DATA TO PROCESS: Begin

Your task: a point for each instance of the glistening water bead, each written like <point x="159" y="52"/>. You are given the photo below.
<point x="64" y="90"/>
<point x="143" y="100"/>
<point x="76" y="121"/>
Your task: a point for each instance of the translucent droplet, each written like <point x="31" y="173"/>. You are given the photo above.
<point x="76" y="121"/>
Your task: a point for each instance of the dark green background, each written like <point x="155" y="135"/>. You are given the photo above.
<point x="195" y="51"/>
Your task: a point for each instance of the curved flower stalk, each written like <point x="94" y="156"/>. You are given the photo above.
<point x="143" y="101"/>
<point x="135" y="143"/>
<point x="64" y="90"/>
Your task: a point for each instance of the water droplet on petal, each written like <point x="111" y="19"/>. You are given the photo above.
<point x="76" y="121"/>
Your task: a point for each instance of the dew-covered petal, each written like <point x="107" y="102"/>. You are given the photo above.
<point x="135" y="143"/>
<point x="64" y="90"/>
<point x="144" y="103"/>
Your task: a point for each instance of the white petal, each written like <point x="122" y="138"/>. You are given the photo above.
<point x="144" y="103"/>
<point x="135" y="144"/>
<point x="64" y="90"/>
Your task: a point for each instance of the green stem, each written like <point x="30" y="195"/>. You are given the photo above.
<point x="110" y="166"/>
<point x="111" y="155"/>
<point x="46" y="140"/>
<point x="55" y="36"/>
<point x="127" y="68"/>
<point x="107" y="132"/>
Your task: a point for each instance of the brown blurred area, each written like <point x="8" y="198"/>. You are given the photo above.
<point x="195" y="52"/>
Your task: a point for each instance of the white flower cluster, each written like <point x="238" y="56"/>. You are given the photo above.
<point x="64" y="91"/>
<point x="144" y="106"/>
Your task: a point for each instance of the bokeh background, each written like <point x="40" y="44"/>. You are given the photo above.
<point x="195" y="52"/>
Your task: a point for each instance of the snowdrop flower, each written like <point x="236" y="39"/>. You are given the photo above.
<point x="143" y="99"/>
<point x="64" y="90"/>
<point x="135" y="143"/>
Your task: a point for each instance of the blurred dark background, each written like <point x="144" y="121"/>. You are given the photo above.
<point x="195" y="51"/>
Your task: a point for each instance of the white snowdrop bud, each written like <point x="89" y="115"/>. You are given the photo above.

DATA TO PROCESS: End

Could you write out all of the data again, exactly as given?

Your task: a point for each instance of the glistening water bead, each written like <point x="159" y="52"/>. You are given the photo below.
<point x="64" y="90"/>
<point x="143" y="100"/>
<point x="76" y="121"/>
Your task: a point for each instance of the translucent droplet, each written like <point x="31" y="173"/>. You are given the photo above.
<point x="76" y="121"/>
Your task: a point for each instance of the dark green background, each written like <point x="155" y="135"/>. You are given the photo above.
<point x="195" y="51"/>
Your task: a point for each instance of the curved flower stalk, each written like <point x="94" y="156"/>. You are given the photo above.
<point x="143" y="101"/>
<point x="135" y="143"/>
<point x="64" y="90"/>
Your task: a point for each instance of the water droplet on petal, each written like <point x="111" y="19"/>. You are given the photo above.
<point x="76" y="121"/>
Your task: a point for each instance of the dew-covered petal, each written like <point x="107" y="102"/>. You are given the photo above.
<point x="135" y="143"/>
<point x="64" y="90"/>
<point x="144" y="103"/>
Your task: a point for each instance of the white petal, each written like <point x="122" y="138"/>. You are given the photo above.
<point x="144" y="103"/>
<point x="135" y="144"/>
<point x="64" y="90"/>
Your task: a point for each instance of the green stem, each written like <point x="30" y="195"/>. You are given the photo above.
<point x="110" y="166"/>
<point x="111" y="155"/>
<point x="46" y="140"/>
<point x="55" y="36"/>
<point x="127" y="68"/>
<point x="107" y="132"/>
Your task: a point for each instance of the brown blurred area, each written like <point x="8" y="198"/>. You are given the photo above.
<point x="195" y="52"/>
Your task: a point for each instance of the white flower cluster, each written like <point x="238" y="56"/>. You are given the photo above.
<point x="64" y="91"/>
<point x="144" y="106"/>
Your task: a point for each instance of the bokeh background, each written like <point x="40" y="44"/>. You are given the photo above.
<point x="195" y="52"/>
Your task: a point for each instance of the snowdrop flower, each written like <point x="236" y="39"/>. You are given the photo above.
<point x="143" y="99"/>
<point x="64" y="90"/>
<point x="135" y="143"/>
Your task: a point for each instance of the blurred dark background, each written like <point x="144" y="121"/>. You are given the photo above.
<point x="195" y="51"/>
Your task: a point for each instance of the white snowdrop bud, each written like <point x="89" y="115"/>. You are given the photo above.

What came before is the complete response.